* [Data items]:
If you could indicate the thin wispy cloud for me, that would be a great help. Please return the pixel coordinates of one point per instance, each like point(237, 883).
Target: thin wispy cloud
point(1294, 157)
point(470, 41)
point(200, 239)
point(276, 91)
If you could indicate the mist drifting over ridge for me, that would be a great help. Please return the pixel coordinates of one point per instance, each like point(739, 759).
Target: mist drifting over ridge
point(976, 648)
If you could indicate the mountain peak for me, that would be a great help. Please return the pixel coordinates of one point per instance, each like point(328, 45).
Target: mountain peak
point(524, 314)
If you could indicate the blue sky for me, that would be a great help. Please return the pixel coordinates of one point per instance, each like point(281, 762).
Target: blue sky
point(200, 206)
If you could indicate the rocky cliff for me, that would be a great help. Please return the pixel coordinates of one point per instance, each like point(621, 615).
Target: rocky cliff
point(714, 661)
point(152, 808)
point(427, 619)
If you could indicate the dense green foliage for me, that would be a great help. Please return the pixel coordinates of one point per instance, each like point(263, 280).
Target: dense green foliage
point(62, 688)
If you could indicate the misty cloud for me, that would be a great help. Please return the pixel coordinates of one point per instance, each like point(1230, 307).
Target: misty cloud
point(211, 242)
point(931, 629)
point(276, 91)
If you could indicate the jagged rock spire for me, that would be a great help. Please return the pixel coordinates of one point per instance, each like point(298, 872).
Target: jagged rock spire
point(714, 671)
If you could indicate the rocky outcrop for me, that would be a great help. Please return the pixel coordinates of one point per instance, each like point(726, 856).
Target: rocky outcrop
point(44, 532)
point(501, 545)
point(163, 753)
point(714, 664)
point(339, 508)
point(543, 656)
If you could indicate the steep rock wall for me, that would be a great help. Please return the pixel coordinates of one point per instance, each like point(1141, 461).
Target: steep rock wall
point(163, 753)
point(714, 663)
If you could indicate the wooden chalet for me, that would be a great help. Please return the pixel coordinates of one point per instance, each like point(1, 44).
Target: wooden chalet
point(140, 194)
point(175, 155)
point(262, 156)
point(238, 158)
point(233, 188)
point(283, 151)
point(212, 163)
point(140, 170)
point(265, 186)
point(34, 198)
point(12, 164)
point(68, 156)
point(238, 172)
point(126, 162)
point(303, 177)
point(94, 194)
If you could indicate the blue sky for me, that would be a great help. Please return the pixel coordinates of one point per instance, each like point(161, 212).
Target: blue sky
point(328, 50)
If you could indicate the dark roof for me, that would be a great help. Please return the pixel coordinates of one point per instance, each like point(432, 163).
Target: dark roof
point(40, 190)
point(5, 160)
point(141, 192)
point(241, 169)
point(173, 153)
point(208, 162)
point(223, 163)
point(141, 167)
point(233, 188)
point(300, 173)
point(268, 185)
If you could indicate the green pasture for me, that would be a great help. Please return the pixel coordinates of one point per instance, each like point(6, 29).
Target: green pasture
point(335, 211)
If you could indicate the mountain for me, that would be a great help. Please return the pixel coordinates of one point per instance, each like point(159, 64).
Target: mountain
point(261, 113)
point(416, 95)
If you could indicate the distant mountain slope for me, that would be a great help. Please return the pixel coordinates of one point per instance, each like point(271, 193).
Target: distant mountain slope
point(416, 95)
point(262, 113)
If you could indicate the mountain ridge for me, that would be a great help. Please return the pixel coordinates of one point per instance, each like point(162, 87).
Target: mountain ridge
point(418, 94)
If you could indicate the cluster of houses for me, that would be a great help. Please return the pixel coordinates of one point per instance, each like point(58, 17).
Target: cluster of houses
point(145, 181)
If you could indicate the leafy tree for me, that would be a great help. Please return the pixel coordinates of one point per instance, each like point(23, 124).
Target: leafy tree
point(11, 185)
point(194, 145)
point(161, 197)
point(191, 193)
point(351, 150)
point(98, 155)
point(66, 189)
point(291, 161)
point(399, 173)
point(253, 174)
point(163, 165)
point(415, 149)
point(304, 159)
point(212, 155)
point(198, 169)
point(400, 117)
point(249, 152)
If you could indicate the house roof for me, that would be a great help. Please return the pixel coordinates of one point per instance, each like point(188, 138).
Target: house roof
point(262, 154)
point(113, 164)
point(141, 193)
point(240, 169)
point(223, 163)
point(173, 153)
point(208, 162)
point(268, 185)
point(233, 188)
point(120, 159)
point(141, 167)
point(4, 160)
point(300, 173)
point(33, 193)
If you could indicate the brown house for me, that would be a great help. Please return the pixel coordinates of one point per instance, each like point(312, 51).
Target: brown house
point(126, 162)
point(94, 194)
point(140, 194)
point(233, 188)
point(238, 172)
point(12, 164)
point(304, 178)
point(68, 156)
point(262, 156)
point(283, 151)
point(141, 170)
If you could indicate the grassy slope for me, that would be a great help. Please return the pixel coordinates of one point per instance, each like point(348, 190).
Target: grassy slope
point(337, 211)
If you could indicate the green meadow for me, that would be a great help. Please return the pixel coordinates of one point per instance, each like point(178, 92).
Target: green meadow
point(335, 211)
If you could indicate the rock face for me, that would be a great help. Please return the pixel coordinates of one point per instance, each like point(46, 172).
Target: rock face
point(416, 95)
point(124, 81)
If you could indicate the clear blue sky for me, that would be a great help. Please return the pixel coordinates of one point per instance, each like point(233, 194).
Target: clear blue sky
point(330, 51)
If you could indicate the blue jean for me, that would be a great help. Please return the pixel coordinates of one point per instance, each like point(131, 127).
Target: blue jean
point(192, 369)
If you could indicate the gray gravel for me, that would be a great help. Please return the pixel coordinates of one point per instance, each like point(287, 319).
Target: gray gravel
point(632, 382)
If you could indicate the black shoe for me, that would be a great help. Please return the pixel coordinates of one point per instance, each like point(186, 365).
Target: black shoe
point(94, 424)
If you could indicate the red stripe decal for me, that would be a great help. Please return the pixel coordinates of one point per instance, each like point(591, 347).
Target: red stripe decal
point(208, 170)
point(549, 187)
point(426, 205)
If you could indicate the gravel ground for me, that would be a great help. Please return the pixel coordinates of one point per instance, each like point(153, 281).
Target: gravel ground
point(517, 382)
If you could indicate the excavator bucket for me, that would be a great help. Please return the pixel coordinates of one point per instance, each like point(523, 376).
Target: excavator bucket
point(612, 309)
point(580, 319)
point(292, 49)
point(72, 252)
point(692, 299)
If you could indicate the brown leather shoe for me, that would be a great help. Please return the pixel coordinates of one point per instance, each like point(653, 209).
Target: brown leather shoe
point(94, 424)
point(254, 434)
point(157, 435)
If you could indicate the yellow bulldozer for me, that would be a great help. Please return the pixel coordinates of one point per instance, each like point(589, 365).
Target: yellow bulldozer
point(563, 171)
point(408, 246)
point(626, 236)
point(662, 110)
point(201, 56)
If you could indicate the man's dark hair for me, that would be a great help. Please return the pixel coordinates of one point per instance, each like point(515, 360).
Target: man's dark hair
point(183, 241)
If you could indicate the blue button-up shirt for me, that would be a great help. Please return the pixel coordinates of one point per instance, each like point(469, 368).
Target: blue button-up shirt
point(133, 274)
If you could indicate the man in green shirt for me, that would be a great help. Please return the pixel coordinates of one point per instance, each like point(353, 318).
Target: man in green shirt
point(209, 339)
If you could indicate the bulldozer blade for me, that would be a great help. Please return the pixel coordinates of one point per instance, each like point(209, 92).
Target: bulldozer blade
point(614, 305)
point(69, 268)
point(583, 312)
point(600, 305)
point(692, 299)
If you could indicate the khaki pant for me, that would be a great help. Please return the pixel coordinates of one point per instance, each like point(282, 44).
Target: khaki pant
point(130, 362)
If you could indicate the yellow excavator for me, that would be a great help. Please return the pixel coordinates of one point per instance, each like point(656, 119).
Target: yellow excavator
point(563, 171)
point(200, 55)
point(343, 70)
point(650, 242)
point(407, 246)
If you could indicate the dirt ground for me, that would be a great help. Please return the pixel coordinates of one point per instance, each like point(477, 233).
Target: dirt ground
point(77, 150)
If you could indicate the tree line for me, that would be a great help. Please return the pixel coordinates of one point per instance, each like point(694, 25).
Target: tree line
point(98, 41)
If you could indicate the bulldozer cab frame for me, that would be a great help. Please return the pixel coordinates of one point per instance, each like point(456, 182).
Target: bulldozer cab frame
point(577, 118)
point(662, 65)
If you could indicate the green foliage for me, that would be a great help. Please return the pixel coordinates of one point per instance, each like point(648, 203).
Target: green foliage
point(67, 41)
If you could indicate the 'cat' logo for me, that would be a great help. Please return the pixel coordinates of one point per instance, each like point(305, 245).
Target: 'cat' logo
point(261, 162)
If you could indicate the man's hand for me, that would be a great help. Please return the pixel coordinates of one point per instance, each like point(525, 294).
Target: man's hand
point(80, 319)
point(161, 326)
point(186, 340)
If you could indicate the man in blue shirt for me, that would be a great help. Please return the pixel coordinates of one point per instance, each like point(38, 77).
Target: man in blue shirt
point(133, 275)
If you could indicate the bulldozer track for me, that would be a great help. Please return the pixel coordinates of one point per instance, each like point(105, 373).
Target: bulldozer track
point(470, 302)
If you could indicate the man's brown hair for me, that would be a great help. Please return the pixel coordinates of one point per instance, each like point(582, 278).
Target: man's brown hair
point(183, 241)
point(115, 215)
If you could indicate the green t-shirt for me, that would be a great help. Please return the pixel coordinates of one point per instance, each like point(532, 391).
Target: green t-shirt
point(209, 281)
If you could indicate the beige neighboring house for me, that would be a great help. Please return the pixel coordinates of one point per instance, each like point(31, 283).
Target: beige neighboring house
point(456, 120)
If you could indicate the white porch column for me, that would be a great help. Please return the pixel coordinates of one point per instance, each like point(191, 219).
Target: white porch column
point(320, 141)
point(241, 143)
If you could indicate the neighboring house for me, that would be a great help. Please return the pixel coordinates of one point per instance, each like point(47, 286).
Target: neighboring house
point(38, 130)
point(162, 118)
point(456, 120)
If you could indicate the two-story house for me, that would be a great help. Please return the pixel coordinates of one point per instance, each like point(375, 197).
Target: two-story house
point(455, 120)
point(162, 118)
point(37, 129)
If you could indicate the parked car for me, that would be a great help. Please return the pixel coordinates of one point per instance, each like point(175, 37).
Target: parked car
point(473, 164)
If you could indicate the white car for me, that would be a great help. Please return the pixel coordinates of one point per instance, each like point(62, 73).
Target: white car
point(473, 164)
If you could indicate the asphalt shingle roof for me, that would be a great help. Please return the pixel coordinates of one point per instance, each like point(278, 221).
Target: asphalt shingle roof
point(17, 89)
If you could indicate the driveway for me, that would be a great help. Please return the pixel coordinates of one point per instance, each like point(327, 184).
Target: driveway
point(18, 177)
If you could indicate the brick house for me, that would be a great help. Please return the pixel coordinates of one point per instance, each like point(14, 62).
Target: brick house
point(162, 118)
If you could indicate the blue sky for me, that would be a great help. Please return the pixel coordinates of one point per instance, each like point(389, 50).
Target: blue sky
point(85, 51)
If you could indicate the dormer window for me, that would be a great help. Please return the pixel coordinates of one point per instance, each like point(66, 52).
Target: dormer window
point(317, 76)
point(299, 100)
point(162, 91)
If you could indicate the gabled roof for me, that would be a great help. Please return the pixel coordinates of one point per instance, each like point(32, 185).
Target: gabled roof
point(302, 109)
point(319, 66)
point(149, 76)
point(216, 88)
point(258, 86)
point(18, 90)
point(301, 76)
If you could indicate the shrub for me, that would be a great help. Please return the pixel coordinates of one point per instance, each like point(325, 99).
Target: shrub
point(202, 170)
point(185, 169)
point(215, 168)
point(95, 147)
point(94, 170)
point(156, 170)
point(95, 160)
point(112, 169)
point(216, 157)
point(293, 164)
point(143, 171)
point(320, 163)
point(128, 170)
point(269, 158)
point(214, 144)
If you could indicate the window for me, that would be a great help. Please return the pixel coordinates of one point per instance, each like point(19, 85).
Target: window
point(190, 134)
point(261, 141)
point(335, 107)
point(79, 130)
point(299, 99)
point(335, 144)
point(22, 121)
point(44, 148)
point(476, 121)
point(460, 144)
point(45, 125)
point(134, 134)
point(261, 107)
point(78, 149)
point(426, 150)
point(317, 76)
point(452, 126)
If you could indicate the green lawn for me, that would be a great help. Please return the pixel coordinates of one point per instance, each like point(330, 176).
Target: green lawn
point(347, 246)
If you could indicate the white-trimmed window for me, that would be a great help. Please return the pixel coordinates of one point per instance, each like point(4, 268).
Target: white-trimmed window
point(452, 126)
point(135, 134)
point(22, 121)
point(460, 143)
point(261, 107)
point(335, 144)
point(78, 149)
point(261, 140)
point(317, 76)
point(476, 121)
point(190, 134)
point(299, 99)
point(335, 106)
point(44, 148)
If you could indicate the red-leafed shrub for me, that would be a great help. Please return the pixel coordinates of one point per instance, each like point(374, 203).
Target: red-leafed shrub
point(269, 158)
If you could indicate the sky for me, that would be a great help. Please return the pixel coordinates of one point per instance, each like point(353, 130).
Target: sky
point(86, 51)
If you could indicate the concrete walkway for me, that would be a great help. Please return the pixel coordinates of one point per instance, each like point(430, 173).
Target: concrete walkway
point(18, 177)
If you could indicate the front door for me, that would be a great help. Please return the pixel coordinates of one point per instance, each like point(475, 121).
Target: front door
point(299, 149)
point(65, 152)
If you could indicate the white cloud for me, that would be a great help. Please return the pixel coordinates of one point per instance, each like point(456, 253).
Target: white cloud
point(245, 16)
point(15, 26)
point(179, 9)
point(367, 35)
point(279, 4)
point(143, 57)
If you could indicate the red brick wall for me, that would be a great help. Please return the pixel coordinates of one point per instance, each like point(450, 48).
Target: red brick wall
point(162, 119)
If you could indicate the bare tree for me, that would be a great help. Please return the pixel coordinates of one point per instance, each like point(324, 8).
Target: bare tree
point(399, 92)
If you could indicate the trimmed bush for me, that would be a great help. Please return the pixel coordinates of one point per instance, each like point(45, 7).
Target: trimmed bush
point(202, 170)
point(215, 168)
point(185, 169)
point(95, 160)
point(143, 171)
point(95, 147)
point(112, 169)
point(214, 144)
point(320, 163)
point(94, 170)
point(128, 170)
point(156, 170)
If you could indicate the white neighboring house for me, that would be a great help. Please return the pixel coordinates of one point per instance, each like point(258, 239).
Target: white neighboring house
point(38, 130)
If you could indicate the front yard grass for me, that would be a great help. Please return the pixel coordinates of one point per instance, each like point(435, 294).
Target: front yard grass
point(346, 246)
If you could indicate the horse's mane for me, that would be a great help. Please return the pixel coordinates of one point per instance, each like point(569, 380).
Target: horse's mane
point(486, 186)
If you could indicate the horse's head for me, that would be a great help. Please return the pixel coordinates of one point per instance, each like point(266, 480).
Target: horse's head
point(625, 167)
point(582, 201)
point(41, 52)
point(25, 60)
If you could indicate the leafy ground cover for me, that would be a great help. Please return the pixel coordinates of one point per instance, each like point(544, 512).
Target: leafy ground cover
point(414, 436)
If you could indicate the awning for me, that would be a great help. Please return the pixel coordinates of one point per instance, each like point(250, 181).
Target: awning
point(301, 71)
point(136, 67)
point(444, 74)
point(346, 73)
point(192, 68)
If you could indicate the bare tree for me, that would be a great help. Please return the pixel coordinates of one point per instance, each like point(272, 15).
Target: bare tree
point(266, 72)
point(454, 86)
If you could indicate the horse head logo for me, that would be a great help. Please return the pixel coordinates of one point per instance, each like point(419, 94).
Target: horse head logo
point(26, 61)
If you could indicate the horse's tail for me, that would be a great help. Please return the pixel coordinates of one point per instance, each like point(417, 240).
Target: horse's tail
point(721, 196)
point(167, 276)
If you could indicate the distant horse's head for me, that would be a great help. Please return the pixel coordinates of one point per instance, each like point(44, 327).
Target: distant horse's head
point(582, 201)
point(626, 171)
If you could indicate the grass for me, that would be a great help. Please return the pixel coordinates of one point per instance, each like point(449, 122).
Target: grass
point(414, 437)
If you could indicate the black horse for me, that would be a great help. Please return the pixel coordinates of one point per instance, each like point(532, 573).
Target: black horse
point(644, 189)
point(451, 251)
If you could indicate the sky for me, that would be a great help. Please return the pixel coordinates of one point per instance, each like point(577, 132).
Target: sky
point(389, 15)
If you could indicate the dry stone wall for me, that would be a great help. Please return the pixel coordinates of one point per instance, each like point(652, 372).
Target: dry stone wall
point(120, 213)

* [WORK TASK]: Your task for the entries above: copy exactly the span starting with the line with "If you could indicate the man's hand" and going on through the line with "If you could indicate the man in blue", both lines included, and nothing else.

* [TASK RESPONSE]:
If you could indicate the man's hand for me, that would be a great help. Please return the pixel coordinates of one point per instance, each like point(525, 294).
Target: man's hand
point(80, 319)
point(161, 326)
point(186, 340)
If you could indicate the man in blue shirt for me, that would be a great help. Please return the pixel coordinates of one point per instance, each like point(38, 77).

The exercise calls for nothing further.